## Rows from an object-pointing dataset:
>>

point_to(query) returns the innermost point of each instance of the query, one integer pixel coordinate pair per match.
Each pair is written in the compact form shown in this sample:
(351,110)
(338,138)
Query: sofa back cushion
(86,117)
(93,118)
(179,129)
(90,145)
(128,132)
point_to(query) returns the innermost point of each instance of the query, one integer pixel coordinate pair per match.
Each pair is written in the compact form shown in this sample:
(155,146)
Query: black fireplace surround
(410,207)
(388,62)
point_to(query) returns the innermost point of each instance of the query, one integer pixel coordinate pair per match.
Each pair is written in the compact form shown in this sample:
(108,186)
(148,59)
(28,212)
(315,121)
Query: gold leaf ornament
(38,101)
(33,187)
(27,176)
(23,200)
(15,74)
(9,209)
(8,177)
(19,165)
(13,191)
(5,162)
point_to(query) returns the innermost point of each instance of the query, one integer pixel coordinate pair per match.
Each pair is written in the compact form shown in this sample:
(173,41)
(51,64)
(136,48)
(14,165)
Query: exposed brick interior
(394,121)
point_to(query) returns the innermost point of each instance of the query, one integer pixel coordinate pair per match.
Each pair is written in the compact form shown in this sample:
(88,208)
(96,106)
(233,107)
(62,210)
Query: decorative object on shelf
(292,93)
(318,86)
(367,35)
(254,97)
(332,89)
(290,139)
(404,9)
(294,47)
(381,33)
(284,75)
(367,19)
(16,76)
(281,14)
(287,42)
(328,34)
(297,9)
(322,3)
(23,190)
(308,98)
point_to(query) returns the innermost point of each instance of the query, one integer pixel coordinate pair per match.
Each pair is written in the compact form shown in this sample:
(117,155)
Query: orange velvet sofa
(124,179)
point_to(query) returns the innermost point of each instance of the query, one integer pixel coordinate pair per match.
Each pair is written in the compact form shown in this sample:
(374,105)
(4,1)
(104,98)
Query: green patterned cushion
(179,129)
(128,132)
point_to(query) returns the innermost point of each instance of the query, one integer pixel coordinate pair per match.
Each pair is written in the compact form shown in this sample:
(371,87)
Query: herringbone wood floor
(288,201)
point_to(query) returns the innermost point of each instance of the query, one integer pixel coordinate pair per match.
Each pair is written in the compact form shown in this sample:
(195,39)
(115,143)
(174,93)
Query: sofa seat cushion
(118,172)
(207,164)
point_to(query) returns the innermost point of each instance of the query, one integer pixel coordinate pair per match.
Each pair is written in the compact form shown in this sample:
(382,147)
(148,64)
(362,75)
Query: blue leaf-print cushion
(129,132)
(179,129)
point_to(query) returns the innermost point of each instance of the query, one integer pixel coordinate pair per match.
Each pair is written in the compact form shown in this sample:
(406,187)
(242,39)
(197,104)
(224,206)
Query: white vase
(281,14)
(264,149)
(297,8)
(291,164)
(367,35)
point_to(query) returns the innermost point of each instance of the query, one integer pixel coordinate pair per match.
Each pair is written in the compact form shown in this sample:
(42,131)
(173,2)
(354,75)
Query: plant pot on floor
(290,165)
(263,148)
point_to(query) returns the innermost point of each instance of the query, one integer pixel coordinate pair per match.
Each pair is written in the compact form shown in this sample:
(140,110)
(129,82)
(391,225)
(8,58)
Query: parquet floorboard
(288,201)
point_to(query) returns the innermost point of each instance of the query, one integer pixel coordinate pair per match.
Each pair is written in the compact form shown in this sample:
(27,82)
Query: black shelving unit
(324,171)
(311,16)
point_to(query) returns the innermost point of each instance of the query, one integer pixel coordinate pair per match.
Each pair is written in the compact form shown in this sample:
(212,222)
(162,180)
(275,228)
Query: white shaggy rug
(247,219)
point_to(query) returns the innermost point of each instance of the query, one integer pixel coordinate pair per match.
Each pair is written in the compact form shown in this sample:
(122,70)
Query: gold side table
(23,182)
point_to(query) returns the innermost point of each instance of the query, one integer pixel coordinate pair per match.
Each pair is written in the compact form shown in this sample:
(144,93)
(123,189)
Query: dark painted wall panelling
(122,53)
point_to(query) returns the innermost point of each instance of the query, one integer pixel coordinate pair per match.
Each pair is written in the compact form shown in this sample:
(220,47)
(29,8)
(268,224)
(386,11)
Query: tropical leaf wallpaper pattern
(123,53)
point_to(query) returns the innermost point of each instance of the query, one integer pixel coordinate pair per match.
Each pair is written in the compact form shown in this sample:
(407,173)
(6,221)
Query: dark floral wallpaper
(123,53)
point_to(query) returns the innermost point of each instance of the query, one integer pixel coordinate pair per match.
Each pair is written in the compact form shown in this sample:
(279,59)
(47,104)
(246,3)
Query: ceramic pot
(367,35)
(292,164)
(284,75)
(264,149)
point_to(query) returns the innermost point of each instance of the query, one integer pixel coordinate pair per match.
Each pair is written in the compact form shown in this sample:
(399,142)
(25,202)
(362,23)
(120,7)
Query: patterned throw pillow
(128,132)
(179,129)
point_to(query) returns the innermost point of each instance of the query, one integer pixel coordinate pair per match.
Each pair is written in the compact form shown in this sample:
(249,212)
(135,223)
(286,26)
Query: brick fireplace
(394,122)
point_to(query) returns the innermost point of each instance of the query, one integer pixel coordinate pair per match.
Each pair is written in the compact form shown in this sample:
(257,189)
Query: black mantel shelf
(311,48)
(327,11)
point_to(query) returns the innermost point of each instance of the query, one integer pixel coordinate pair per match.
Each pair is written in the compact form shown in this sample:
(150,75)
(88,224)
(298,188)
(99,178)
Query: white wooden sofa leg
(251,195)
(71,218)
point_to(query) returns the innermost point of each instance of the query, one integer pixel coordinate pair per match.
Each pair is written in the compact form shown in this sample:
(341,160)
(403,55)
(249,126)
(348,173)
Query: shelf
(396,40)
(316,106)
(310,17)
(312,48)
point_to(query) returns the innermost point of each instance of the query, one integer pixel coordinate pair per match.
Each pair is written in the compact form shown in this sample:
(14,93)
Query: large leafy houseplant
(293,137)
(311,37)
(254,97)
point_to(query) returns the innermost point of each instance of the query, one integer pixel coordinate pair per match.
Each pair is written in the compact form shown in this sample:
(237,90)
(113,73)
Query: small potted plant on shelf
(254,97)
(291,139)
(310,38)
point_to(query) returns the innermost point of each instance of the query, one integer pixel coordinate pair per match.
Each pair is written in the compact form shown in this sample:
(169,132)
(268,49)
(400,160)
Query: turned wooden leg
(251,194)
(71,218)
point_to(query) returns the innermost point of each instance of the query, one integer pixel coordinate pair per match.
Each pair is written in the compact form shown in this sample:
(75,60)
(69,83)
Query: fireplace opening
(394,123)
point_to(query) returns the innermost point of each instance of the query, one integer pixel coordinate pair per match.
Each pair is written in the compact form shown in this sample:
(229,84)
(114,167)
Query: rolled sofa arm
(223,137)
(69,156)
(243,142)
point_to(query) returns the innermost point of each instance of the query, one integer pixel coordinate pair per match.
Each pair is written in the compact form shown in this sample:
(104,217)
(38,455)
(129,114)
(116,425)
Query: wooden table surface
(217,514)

<<

## TASK TO COMPLETE:
Collect every line in the material that contains the word "cushion".

## COMPLETE RESPONSE:
Query: sofa back cushion
Query: green patterned cushion
Query: sofa seat cushion
Query: blue leaf-print cushion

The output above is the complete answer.